**Problem description**.
Retype the passage on acoustic neuromas word for word, starting at "In some cases, you" and ending at "many other causes.".

**Excerpted passage**.

An acoustic neuroma, also known as vestibular schwannoma, is a slow-growing non-cancerous brain tumour. However, it can affect your balance and hearing – let’s take a closer look.

What is an acoustic neuroma?

Acoustic neuromas are benign (non-cancerous) brain tumours that grow on the nerves used for hearing and balance. They tend to grow very slowly but can cause hearing loss and unsteadiness. The condition usually affects people between the ages of 30 and 60.

Acoustic neuromas have been linked to a genetic condition but, on the whole, they have no obvious cause.

Symptoms of an acoustic neuroma

At first you might not notice any obvious symptoms of an acoustic neuroma as the symptoms tend to gradually develop over time. These symptoms often include:

Hearing loss

This is usually in one ear or more obvious in one ear. This is known as unilateral hearing loss. It might be a gradual process or a sudden hearing loss.


In some cases, you might feel like you can hear noises from inside your head, when there is no obvious external source. 

This is known as tinnitus, it’s often described as a ringing or a buzzing noise. 


If you have the sensation that you are moving or spinning it could be that the acoustic neuroma is affecting your balance – this is known as vertigo but, as a symptom, vertigo has many other causes.

**Material shown**.
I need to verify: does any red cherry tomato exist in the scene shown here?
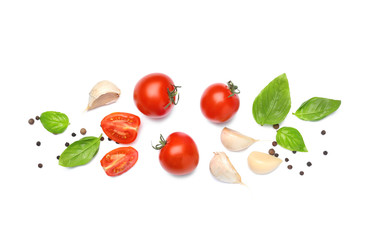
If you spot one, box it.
[154,132,199,175]
[134,73,179,118]
[101,112,140,144]
[100,147,138,177]
[200,81,240,123]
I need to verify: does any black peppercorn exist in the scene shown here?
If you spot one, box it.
[269,148,275,155]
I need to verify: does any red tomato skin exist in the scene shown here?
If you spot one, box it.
[134,73,175,118]
[100,112,141,144]
[159,132,199,175]
[100,147,138,177]
[200,83,240,123]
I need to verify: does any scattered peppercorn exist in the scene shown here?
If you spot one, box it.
[269,148,275,155]
[80,128,87,135]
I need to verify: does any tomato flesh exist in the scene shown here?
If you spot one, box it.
[100,147,138,177]
[134,73,175,118]
[200,83,240,123]
[101,112,140,144]
[159,132,199,175]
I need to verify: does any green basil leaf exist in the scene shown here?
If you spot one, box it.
[59,135,102,167]
[293,97,341,121]
[276,127,308,152]
[40,111,69,134]
[252,73,291,126]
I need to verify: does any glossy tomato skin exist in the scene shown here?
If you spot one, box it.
[100,112,140,144]
[200,83,240,123]
[159,132,199,175]
[134,73,175,118]
[100,147,138,177]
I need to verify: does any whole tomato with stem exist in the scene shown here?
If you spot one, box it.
[200,81,240,123]
[153,132,199,175]
[134,73,180,118]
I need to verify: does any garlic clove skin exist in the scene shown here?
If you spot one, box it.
[87,80,121,110]
[221,127,258,152]
[248,151,282,174]
[209,152,242,183]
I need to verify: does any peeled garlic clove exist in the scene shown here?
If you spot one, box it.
[87,80,121,110]
[209,152,242,183]
[248,152,282,174]
[221,127,258,152]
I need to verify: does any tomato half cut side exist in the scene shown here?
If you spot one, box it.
[100,147,138,177]
[101,112,140,144]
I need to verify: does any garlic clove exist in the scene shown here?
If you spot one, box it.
[209,152,242,183]
[248,151,282,174]
[221,127,258,152]
[87,80,121,110]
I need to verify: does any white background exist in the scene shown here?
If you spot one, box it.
[0,1,374,239]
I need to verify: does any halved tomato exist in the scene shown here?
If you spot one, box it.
[100,147,138,177]
[101,112,140,144]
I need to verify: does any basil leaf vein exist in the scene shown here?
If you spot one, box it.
[293,97,341,121]
[59,135,102,167]
[276,127,308,152]
[252,73,291,125]
[40,111,69,134]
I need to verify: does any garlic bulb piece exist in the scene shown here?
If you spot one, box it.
[221,127,258,152]
[209,152,242,183]
[87,80,121,110]
[248,151,282,174]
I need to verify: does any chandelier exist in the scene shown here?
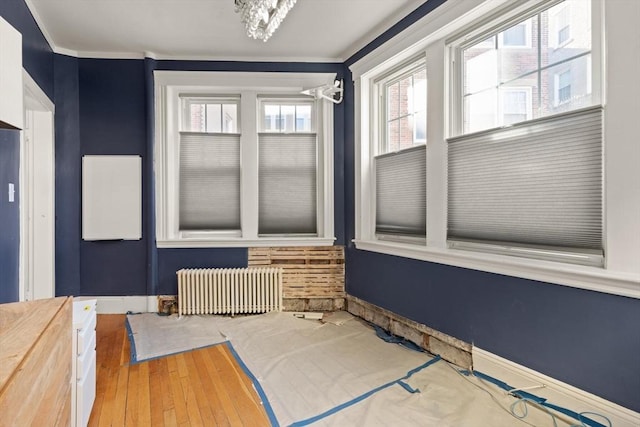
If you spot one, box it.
[234,0,296,42]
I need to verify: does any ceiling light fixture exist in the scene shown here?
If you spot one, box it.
[234,0,296,42]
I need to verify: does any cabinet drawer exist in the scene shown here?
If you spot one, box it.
[76,349,96,381]
[75,350,96,427]
[78,311,96,355]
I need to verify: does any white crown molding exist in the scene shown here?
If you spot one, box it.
[472,347,640,427]
[341,0,425,62]
[145,52,344,63]
[49,43,78,58]
[74,51,145,59]
[25,0,344,63]
[24,0,57,53]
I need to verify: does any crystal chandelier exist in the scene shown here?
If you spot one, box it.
[234,0,296,42]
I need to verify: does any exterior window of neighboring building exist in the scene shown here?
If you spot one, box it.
[373,60,427,244]
[459,2,593,133]
[500,20,531,47]
[555,70,571,104]
[447,2,604,267]
[381,65,427,153]
[154,71,335,247]
[501,88,531,125]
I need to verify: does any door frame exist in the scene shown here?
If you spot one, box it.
[19,69,55,301]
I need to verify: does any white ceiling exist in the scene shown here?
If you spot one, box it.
[26,0,425,61]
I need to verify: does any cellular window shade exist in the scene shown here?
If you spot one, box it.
[179,132,240,230]
[375,145,427,238]
[258,133,317,234]
[448,107,603,253]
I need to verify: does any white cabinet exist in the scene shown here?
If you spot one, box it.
[0,16,24,129]
[71,298,97,427]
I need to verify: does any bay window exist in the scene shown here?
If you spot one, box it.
[154,71,335,247]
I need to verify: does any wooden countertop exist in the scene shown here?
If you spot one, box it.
[0,297,71,394]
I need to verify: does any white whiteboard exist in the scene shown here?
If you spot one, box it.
[82,156,142,240]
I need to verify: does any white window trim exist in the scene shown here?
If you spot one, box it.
[350,0,640,298]
[154,71,336,248]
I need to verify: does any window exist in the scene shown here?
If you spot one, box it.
[373,60,427,244]
[447,3,603,266]
[500,88,531,125]
[554,70,571,105]
[154,71,335,247]
[178,97,240,234]
[462,2,595,133]
[551,4,571,47]
[379,64,427,153]
[499,20,531,47]
[258,99,317,235]
[349,0,640,298]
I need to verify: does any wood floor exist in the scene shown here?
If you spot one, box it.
[89,314,270,427]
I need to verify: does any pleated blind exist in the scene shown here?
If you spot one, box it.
[258,133,317,234]
[179,132,240,230]
[375,145,427,238]
[448,107,603,260]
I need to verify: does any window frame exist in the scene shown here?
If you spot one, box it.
[154,70,336,248]
[373,56,427,155]
[349,0,640,298]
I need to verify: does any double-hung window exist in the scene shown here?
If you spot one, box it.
[258,98,318,236]
[447,2,603,266]
[349,0,640,297]
[178,96,240,235]
[154,71,335,247]
[373,60,427,244]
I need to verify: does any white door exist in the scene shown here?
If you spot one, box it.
[20,72,55,301]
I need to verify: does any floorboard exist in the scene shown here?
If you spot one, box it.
[89,314,269,427]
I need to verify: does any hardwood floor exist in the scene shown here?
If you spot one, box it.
[89,314,270,427]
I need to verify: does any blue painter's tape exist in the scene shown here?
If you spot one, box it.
[224,341,280,427]
[398,380,420,394]
[290,356,440,427]
[468,371,606,427]
[124,317,138,365]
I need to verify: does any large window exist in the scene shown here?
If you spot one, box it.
[258,99,318,235]
[455,1,596,133]
[350,0,640,296]
[447,2,603,266]
[155,71,335,247]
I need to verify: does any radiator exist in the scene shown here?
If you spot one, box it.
[176,268,282,315]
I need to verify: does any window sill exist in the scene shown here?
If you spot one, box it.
[156,237,335,249]
[354,240,640,299]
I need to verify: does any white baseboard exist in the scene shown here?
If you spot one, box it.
[94,295,158,314]
[472,347,640,427]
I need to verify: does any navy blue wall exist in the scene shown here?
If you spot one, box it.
[0,129,20,303]
[344,1,640,411]
[54,55,82,295]
[55,55,345,295]
[77,59,151,295]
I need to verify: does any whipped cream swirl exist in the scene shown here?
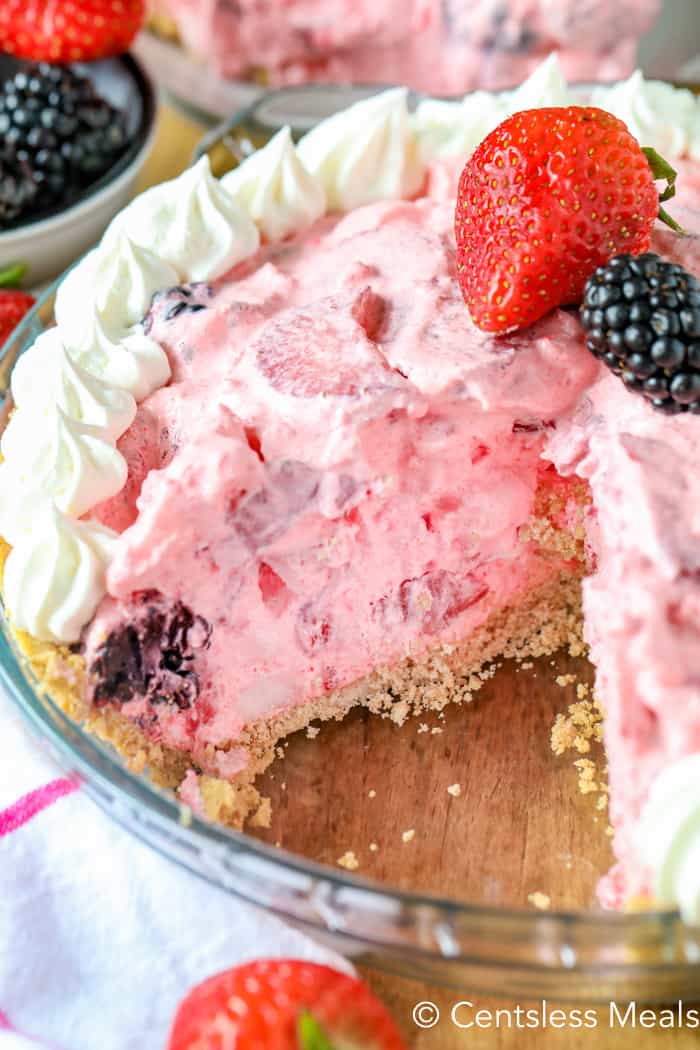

**Answer section**.
In some cases, you might feel like you can hear noises from inside your head, when there is no obvious external source. 

This is known as tinnitus, it’s often described as a ringing or a buzzing noise. 


If you have the sensation that you are moving or spinning it could be that the acoustic neuroma is affecting your balance – this is known as vertigo but, as a symptom, vertigo has many other causes.